» AIM: Will you transcribe the entries that follow, exactly and in full?

★ ★ ★ ★

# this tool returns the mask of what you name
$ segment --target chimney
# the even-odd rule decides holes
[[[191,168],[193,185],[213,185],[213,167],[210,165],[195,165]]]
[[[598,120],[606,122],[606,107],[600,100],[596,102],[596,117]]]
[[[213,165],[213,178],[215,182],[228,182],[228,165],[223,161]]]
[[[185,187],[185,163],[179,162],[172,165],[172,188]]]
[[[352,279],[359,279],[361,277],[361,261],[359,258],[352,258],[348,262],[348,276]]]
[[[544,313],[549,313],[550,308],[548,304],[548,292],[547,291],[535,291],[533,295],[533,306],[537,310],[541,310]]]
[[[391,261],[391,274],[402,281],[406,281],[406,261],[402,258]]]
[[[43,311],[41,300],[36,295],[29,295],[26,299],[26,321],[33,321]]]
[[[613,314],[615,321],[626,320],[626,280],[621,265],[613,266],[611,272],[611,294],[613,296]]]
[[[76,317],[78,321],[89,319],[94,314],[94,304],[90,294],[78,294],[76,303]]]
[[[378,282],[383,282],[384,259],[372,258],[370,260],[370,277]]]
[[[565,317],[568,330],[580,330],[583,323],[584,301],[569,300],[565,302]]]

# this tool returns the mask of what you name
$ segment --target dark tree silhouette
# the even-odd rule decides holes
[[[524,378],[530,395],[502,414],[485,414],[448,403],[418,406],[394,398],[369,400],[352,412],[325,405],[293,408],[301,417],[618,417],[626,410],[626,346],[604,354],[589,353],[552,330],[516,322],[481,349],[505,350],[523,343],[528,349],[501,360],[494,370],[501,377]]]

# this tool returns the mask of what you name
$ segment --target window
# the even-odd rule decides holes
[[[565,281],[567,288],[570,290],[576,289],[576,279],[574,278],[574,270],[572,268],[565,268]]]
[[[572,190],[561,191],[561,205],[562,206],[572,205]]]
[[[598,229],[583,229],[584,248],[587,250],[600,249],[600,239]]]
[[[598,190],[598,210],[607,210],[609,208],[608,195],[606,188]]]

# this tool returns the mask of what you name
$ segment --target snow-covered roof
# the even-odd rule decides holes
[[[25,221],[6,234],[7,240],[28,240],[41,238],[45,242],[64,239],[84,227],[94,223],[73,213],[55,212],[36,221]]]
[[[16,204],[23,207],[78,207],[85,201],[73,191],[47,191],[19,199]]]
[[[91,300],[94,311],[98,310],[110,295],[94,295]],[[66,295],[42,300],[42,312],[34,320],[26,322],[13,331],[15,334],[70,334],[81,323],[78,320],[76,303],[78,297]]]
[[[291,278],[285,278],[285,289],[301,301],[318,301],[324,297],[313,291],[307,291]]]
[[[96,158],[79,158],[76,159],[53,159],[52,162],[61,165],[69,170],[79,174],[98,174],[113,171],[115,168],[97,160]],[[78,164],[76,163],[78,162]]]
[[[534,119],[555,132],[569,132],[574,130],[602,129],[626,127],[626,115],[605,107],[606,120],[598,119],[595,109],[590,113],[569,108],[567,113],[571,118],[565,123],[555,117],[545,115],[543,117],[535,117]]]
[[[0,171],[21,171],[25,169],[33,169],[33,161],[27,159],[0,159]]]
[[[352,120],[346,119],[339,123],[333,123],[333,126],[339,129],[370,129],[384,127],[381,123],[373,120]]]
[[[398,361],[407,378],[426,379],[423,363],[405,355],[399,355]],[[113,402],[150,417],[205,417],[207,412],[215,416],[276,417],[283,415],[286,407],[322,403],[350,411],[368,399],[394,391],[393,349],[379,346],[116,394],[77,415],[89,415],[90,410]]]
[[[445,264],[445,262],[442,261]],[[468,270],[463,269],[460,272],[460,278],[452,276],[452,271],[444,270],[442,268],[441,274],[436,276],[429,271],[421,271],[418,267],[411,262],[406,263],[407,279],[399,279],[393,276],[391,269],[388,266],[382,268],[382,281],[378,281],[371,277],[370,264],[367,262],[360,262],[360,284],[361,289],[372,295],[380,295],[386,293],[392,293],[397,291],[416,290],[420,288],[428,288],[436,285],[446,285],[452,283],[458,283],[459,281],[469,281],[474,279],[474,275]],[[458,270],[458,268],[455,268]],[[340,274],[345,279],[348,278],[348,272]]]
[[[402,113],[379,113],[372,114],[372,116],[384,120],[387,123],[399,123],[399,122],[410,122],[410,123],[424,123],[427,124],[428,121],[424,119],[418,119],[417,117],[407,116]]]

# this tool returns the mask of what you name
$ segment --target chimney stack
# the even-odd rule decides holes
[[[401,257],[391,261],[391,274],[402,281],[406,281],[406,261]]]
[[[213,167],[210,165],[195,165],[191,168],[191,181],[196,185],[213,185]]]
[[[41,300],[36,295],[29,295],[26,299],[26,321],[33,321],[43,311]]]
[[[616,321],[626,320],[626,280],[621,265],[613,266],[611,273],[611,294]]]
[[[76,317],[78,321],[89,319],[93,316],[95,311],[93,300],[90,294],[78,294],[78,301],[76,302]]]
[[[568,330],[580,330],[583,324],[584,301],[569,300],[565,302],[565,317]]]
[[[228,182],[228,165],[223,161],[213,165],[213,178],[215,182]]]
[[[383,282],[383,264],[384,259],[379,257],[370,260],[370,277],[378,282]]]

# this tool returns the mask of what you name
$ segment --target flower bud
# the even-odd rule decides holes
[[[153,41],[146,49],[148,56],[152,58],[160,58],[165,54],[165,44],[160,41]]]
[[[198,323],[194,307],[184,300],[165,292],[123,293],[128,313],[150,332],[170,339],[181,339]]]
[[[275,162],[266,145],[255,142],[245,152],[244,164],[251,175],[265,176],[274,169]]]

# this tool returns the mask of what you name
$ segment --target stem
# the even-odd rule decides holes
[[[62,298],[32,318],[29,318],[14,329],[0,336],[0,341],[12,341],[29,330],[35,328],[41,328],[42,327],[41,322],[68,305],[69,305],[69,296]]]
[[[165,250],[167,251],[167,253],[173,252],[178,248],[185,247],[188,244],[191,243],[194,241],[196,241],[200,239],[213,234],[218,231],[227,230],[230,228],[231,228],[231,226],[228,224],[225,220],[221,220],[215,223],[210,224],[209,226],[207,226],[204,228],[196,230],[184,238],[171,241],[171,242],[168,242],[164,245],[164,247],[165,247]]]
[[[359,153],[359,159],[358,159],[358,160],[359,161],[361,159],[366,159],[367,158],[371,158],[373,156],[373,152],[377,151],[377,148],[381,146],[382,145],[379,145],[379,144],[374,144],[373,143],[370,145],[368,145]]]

★ ★ ★ ★

» PROBLEM SOLUTION:
# this tool returns the mask of what you name
$ segment --target chimney
# the even-odd rule decides holes
[[[191,168],[193,185],[213,185],[213,167],[210,165],[195,165]]]
[[[598,120],[606,122],[606,107],[600,100],[596,102],[596,117]]]
[[[213,165],[213,178],[215,182],[228,182],[228,165],[223,161]]]
[[[185,187],[185,163],[179,162],[172,165],[172,188]]]
[[[352,279],[359,279],[361,277],[361,261],[359,258],[352,258],[348,262],[348,276]]]
[[[544,313],[549,313],[550,308],[548,304],[548,292],[547,291],[535,291],[533,295],[533,306],[537,310],[541,310]]]
[[[391,261],[391,274],[402,281],[406,281],[406,261],[402,258]]]
[[[43,311],[41,300],[36,295],[29,295],[26,299],[26,321],[33,321]]]
[[[613,314],[615,321],[626,320],[626,280],[621,265],[613,266],[611,272],[611,294],[613,296]]]
[[[76,317],[78,321],[89,319],[94,314],[94,304],[90,294],[78,294],[76,303]]]
[[[378,282],[383,282],[384,259],[372,258],[370,260],[370,277]]]
[[[565,317],[568,330],[580,330],[583,323],[584,301],[569,300],[565,302]]]

# this tool returns the mask of what you name
$ segment --target dark tree silhouette
# the even-odd rule decides holes
[[[524,378],[530,395],[502,414],[485,414],[448,403],[418,406],[394,398],[369,400],[352,412],[325,405],[293,408],[301,417],[618,417],[626,410],[626,346],[604,354],[589,353],[552,330],[516,322],[481,349],[505,350],[523,343],[528,349],[501,360],[494,370],[501,377]]]

# this tool returns the mask of what you name
$ segment --target window
# the even-odd rule decides holes
[[[565,281],[567,288],[570,290],[576,289],[576,279],[574,278],[574,270],[572,268],[565,268]]]
[[[572,190],[561,191],[561,205],[562,206],[572,205]]]
[[[598,229],[583,229],[584,248],[587,250],[600,249],[600,239]]]
[[[598,190],[598,210],[607,210],[609,208],[608,195],[606,188]]]

# this tool returns the mask of what you name
$ segment --target snow-covered roof
# the even-odd rule decides holes
[[[25,221],[6,234],[7,240],[28,240],[41,238],[45,242],[64,239],[84,227],[94,223],[73,213],[55,212],[36,221]]]
[[[16,204],[23,207],[78,207],[85,201],[73,191],[47,191],[19,199]]]
[[[91,300],[94,311],[98,310],[110,295],[94,295]],[[66,295],[42,300],[42,312],[34,320],[26,322],[13,331],[15,334],[70,334],[81,323],[78,320],[76,303],[78,297]]]
[[[291,278],[285,278],[285,289],[301,301],[318,301],[324,297],[313,291],[307,291]]]
[[[96,158],[79,158],[76,159],[53,159],[52,162],[61,165],[69,170],[79,174],[98,174],[113,171],[115,168],[97,160]],[[78,164],[76,163],[78,162]]]
[[[534,119],[555,132],[569,132],[574,130],[602,129],[626,127],[626,115],[605,107],[606,120],[598,119],[595,109],[590,113],[569,108],[567,113],[571,118],[565,123],[555,117],[545,115],[543,117],[535,117]]]
[[[0,171],[21,171],[25,169],[33,169],[33,161],[27,159],[0,159]]]
[[[352,120],[346,119],[339,123],[333,123],[333,126],[339,129],[370,129],[384,127],[381,123],[373,120]]]
[[[398,361],[407,378],[426,379],[423,363],[405,355],[399,355]],[[113,402],[150,417],[205,417],[207,412],[215,416],[276,417],[283,415],[286,407],[322,403],[350,411],[368,399],[394,391],[393,349],[379,346],[116,394],[77,415],[89,415],[90,410]]]
[[[445,264],[445,262],[442,261]],[[468,270],[463,269],[460,272],[460,278],[452,276],[452,271],[444,270],[442,268],[441,274],[436,276],[429,271],[421,271],[418,267],[411,262],[406,263],[407,279],[399,279],[393,276],[391,269],[388,266],[382,268],[382,281],[378,281],[371,277],[370,264],[367,262],[360,262],[360,284],[361,289],[372,295],[380,295],[386,293],[392,293],[397,291],[416,290],[420,288],[428,288],[436,285],[446,285],[452,283],[458,283],[459,281],[469,281],[474,279],[474,275]],[[458,270],[458,268],[455,268]],[[340,274],[345,279],[348,278],[348,272]]]
[[[402,113],[379,113],[372,114],[372,116],[384,120],[387,123],[399,123],[399,122],[410,122],[410,123],[424,123],[427,124],[428,121],[424,119],[418,119],[417,117],[407,116]]]

# this tool returns the mask of what you name
$ segment --target chimney stack
# the even-odd rule decides holes
[[[401,257],[391,261],[391,274],[402,281],[406,281],[406,261]]]
[[[213,167],[210,165],[195,165],[191,168],[191,181],[196,185],[213,185]]]
[[[41,300],[36,295],[29,295],[26,299],[26,321],[33,321],[43,311]]]
[[[616,321],[626,320],[626,280],[621,265],[613,266],[611,273],[611,294]]]
[[[76,317],[78,321],[89,319],[93,316],[95,311],[93,300],[90,294],[78,294],[78,301],[76,302]]]
[[[568,330],[580,330],[583,324],[584,301],[569,300],[565,302],[565,317]]]
[[[228,182],[228,165],[223,161],[213,165],[213,178],[215,182]]]
[[[383,282],[383,264],[384,259],[379,257],[370,260],[370,277],[378,282]]]

# this tool returns the mask of what you name
$ segment --target flower bud
# the even-odd rule decides holes
[[[153,41],[146,49],[148,56],[152,58],[160,58],[165,54],[165,44],[160,41]]]
[[[198,323],[194,307],[184,300],[165,292],[123,293],[128,313],[150,332],[170,339],[181,339]]]
[[[275,162],[266,145],[255,142],[245,152],[244,164],[251,175],[265,176],[274,169]]]

# this tool returns the mask of what you name
$ segment --target stem
# the even-odd rule decides holes
[[[62,298],[32,318],[29,318],[14,329],[0,336],[0,341],[12,341],[29,330],[35,328],[41,328],[42,327],[41,322],[68,305],[69,305],[69,296]]]
[[[165,250],[167,251],[167,253],[173,252],[178,248],[185,247],[188,244],[191,243],[194,241],[196,241],[200,239],[213,234],[218,231],[227,230],[230,228],[231,228],[231,226],[228,224],[225,220],[221,220],[215,223],[210,224],[209,226],[207,226],[204,228],[196,230],[184,238],[171,241],[171,242],[168,242],[164,245],[164,247],[165,247]]]
[[[359,153],[359,159],[358,159],[358,160],[359,161],[361,159],[366,159],[367,158],[371,158],[373,156],[373,152],[377,151],[377,148],[381,146],[382,145],[379,145],[379,144],[374,144],[373,143],[370,145],[368,145]]]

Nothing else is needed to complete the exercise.